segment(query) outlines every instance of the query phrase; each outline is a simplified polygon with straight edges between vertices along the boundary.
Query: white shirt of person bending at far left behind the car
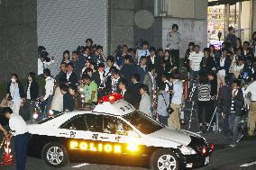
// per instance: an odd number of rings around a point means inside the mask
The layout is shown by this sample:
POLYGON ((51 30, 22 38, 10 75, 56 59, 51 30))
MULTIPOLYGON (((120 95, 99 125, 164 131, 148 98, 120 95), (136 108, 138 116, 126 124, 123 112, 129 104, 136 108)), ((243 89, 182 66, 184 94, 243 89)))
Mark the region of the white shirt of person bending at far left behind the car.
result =
POLYGON ((23 120, 23 117, 19 114, 11 114, 9 120, 9 127, 13 131, 12 134, 14 136, 22 135, 28 132, 26 122, 23 120))

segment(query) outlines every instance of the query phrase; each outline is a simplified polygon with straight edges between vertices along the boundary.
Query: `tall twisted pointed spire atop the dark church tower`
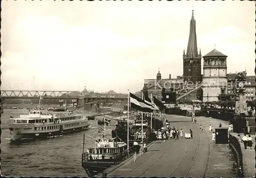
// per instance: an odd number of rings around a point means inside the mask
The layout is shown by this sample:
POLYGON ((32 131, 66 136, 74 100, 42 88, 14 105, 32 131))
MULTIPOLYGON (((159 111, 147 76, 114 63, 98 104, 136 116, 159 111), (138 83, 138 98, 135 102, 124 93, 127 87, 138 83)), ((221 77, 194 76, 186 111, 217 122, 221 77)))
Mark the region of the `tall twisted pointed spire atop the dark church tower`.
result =
POLYGON ((189 32, 189 38, 187 43, 187 53, 186 55, 198 55, 198 49, 197 49, 197 33, 196 33, 196 20, 194 17, 194 10, 192 10, 192 16, 190 20, 190 32, 189 32))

--------------------------------------------------

> **TASK DETAILS**
Reproduce the entries above exactly, but only the lines between the line holding "POLYGON ((51 30, 22 38, 10 75, 56 59, 51 30))" and the line holding "MULTIPOLYGON (((120 95, 99", inclusive.

> **SOLVED EXERCISE**
POLYGON ((51 30, 22 38, 10 75, 56 59, 51 30))
MULTIPOLYGON (((120 95, 99 125, 164 131, 148 98, 120 95), (136 108, 138 116, 126 124, 123 112, 129 104, 136 108)), ((243 89, 182 66, 184 94, 243 89)))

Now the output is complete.